>> begin DOCUMENT SECTION

The experimental results are shown in Table 5. Our method performed well in two multiplayer games: 3-NH and 6-NH. For the NFSP-PER, the average return won in 20,000 games on the 3-NH was 58.3802 ± 1.12 $bb/h$ and 11.3967 ±1.42 $bb/h$, respectively. The average return won in 20,000 games on the 6-NH was 84.5855 $bb/h$ and 28.5454 ± 2.18 $bb/h$, respectively. For the NFSP-PLT, the average return won in 20,000 games on the 3-NH was 61.3869 ± 1.08 $bb/h$ and 11.7747 ± 1.42 $bb/h$, respectively. The average return won in 20,000 games on the 6-NH was 85.4392 $bb/h$ and 47.0840 ± 0.32 $bb/h$, respectively. In this experiment, for NFSP-UCT, we found that, as the number of players increased, more was lost. Compared with the three-player game 3-NH, more was lost in the six-player game 6-NH. This further shows that our previous analysis is reasonable. That is, in a larger game, the UCT in NFSP-UCT can not be simulated well under limited conditions, which results in a poor final strategy. In addition, we found that the performance of NFSP-PLT is better than that of NFSP-PER in both the three-player game 3-NH and six-player game 6-NH. The reason for this is that, compared with NFSP-PER, NFSP-PLT wins more returns when playing games with the same comparison method, which further verifies the effectiveness of NFSP-PLT.

>> end DOCUMENT SECTION

» **PROBLEM DESCRIPTION**
Carry on the discussion of the NFSP results in the 3-NH and 6-NH games, picking up right after its final sentence.

>> begin GIVEN ENTRIES

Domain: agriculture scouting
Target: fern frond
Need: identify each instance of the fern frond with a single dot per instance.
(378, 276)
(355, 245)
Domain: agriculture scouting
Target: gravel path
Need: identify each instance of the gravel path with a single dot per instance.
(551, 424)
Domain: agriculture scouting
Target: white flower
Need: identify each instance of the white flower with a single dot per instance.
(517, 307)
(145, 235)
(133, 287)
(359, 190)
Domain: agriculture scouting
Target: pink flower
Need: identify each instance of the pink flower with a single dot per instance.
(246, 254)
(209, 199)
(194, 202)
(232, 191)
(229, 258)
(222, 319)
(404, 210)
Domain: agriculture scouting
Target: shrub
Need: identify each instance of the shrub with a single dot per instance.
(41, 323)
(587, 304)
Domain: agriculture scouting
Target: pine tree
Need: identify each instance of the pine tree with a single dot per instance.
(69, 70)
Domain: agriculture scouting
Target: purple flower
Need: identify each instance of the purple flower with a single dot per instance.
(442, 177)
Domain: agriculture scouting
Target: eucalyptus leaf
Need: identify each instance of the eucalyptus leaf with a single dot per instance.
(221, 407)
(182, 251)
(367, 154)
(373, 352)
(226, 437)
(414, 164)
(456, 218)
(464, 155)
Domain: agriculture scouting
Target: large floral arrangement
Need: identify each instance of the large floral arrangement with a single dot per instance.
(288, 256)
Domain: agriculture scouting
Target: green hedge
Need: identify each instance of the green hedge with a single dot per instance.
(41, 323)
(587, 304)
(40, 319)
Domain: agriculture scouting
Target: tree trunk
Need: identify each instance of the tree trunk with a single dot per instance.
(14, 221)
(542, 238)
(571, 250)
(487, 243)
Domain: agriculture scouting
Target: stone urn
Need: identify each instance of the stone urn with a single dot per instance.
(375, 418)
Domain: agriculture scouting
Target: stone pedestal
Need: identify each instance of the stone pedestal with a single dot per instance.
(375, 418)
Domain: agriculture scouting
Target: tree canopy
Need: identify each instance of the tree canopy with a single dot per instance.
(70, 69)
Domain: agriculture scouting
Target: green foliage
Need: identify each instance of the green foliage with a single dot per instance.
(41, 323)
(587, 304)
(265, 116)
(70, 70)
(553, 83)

>> end GIVEN ENTRIES

» **RESPONSE TO THIS TASK**
After the previous comparative experiments, in general, our proposed method has indeed improved sample utilization efficiency compared to existing methods. Moreover, the introduction of adaptive UCT further improves the performance of the solving strategy. The experimental results also demonstrate that our method can effectively solve two-player and multiplayer strategies in the field of IIGs. Of course, there are still some areas for improvement in our method. Firstly, the computation time still needs to be reduced. Although our strategy performance has improved after the introduction of UCT, it still requires considerable computational resources and time. Secondly, our method lacks theoretical guarantees in multiplayer games. Although NFSP has theoretical guarantees in two-player games that the strategy is an approximate Nash equilibrium strategy, there is no theoretical guarantee in multiplayer games, and the method we proposed is also the same. Finally, the proposed method has only been validated in poker games, especially in Texas Hold’em poker, and its expansion to other types of applications requires further research.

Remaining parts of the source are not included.